Work to complete: Which lines of the data below hold "written"? Copy each of them.

Point-per-instance localization data:
------------------------------------------------------------

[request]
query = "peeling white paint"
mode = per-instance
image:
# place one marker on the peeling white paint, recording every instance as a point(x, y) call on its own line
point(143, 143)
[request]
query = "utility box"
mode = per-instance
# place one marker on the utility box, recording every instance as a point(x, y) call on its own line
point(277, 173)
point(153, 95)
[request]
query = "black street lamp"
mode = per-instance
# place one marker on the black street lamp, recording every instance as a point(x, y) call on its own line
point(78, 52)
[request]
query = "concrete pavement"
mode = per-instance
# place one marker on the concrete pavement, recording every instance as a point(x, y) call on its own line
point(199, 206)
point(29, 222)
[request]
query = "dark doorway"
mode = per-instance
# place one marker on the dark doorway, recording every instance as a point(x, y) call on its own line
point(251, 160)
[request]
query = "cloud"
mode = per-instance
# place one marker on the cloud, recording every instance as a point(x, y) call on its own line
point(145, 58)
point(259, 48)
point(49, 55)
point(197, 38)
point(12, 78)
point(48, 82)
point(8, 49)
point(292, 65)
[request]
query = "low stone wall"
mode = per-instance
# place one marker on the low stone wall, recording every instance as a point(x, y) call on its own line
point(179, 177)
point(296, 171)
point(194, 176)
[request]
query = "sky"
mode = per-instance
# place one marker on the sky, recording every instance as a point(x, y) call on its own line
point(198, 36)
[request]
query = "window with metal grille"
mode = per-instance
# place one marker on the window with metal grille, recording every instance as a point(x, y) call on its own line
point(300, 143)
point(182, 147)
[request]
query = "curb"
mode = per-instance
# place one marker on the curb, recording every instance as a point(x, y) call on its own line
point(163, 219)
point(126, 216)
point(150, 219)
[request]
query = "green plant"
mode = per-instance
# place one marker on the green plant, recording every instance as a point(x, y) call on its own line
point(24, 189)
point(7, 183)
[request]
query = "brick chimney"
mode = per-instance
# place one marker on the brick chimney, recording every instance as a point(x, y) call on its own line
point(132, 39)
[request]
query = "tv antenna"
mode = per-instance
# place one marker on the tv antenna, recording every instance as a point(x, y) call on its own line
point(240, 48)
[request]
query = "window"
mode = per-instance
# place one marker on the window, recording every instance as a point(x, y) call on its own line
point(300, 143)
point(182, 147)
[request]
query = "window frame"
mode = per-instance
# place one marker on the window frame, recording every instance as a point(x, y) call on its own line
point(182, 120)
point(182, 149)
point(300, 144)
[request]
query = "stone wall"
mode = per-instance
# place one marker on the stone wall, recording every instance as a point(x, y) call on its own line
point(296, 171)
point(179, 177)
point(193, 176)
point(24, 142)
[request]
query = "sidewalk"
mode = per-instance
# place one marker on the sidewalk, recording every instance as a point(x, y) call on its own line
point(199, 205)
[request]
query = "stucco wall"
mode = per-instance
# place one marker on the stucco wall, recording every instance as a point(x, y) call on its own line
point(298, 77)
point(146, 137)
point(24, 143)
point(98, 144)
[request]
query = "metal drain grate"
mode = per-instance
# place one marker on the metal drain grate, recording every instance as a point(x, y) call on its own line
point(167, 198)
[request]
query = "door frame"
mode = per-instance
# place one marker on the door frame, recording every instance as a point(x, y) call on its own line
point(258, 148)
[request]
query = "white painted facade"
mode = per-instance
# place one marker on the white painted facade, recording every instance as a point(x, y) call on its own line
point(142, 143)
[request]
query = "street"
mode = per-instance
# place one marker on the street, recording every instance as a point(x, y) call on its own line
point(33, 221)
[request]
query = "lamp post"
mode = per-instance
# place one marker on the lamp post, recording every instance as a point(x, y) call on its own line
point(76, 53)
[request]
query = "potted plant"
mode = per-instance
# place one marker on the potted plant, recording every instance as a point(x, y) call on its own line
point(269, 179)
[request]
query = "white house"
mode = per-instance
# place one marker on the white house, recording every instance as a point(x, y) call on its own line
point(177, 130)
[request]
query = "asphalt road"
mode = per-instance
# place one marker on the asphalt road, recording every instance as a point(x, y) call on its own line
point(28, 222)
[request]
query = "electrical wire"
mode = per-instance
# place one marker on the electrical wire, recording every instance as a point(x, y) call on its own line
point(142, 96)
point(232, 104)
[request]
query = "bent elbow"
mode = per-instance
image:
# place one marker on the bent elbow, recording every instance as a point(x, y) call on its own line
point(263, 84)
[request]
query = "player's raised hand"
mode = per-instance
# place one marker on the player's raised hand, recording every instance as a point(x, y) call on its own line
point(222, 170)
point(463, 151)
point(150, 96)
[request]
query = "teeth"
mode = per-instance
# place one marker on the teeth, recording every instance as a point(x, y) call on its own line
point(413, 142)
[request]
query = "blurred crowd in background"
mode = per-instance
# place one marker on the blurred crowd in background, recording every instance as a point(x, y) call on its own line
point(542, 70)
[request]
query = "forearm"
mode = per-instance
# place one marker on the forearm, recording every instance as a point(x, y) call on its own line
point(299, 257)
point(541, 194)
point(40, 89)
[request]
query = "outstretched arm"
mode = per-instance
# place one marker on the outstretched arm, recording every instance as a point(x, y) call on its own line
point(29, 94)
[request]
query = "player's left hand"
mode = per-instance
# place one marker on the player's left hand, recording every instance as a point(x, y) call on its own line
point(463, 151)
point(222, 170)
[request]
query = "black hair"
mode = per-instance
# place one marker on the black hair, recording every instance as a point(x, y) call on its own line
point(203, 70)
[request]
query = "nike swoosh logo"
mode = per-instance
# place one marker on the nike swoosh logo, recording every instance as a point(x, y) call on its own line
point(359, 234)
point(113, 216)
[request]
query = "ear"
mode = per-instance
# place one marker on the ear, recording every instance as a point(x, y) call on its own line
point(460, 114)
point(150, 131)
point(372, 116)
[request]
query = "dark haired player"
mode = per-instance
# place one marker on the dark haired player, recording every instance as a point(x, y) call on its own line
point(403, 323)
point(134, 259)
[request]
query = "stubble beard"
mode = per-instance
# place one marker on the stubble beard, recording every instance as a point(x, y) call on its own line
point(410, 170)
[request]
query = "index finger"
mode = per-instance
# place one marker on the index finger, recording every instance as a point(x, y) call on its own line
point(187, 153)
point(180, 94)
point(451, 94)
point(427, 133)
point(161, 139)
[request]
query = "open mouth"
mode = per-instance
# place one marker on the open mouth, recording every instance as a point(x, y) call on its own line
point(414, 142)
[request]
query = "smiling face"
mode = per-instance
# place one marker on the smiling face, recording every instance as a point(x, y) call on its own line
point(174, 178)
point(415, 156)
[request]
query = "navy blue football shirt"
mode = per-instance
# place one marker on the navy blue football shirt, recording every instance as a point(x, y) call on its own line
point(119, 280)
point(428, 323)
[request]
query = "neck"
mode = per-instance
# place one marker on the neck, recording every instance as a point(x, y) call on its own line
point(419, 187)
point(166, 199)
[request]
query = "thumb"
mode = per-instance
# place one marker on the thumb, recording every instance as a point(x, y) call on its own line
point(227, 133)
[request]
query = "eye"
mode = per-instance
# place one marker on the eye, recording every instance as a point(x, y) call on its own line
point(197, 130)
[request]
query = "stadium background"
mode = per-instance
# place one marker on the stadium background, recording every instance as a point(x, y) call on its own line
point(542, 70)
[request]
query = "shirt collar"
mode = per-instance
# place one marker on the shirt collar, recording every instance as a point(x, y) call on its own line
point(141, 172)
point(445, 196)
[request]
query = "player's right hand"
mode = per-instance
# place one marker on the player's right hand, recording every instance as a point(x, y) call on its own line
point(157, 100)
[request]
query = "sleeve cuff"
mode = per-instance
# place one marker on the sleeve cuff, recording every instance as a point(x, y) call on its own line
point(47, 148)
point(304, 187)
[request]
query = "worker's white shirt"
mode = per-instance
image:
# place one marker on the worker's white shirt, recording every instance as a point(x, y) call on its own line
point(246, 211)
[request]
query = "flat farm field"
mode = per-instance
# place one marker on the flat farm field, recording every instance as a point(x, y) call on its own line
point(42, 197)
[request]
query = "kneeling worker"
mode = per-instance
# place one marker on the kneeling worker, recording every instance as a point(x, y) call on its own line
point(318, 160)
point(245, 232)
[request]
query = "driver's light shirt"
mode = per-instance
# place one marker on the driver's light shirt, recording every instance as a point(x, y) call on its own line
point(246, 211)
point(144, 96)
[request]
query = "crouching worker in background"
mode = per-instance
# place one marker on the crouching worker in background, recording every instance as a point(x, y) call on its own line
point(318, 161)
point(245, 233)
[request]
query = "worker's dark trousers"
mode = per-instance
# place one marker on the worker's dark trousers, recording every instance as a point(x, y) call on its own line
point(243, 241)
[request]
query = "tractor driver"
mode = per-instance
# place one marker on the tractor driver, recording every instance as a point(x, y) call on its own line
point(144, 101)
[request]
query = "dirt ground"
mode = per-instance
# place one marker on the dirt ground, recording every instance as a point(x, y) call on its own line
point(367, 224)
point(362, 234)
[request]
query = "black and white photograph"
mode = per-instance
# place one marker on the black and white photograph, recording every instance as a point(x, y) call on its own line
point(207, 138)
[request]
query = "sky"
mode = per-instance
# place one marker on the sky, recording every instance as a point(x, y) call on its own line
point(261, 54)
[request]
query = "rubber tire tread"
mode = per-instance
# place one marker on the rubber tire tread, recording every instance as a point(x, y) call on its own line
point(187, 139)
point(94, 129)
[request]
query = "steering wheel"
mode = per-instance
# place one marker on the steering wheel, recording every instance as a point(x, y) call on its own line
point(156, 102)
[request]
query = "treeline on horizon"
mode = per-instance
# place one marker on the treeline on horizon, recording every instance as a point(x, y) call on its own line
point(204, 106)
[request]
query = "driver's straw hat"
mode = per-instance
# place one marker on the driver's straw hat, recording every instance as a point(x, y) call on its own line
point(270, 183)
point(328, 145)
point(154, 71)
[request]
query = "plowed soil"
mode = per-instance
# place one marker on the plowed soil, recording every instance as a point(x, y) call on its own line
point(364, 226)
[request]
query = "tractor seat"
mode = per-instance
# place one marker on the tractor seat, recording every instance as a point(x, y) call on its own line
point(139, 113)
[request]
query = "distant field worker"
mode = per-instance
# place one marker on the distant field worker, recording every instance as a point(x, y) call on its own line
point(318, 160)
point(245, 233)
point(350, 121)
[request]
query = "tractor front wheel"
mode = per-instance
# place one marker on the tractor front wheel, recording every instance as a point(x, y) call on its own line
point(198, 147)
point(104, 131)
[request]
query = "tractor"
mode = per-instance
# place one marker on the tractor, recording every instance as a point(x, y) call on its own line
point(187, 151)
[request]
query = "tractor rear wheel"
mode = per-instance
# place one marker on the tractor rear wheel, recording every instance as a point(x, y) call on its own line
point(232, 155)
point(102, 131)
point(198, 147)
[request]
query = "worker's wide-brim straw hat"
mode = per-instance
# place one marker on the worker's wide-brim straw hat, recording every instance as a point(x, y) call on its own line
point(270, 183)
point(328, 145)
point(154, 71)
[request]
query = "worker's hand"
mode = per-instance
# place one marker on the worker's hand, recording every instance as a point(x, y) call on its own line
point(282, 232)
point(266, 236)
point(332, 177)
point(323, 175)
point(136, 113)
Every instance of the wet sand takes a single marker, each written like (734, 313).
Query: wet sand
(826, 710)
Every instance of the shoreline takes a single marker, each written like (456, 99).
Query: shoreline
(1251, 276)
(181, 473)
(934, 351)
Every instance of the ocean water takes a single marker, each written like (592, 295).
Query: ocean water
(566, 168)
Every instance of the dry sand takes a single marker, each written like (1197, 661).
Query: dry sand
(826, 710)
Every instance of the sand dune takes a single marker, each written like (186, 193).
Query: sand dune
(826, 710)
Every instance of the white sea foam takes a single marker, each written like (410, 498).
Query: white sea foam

------------------------------------------------------------

Solved exercise:
Every instance of the wet sand takes a single marker, each written like (734, 313).
Every instance of the shoreline takes a single marker, each written like (456, 99).
Every instance of the ocean water takes a single marker, each written like (592, 295).
Every instance of the dry sand takes a single marker, each written like (1197, 661).
Every instance of the sand dune takes a single marker, each written like (186, 193).
Every instance of the white sea foam takes a single marker, each written like (410, 498).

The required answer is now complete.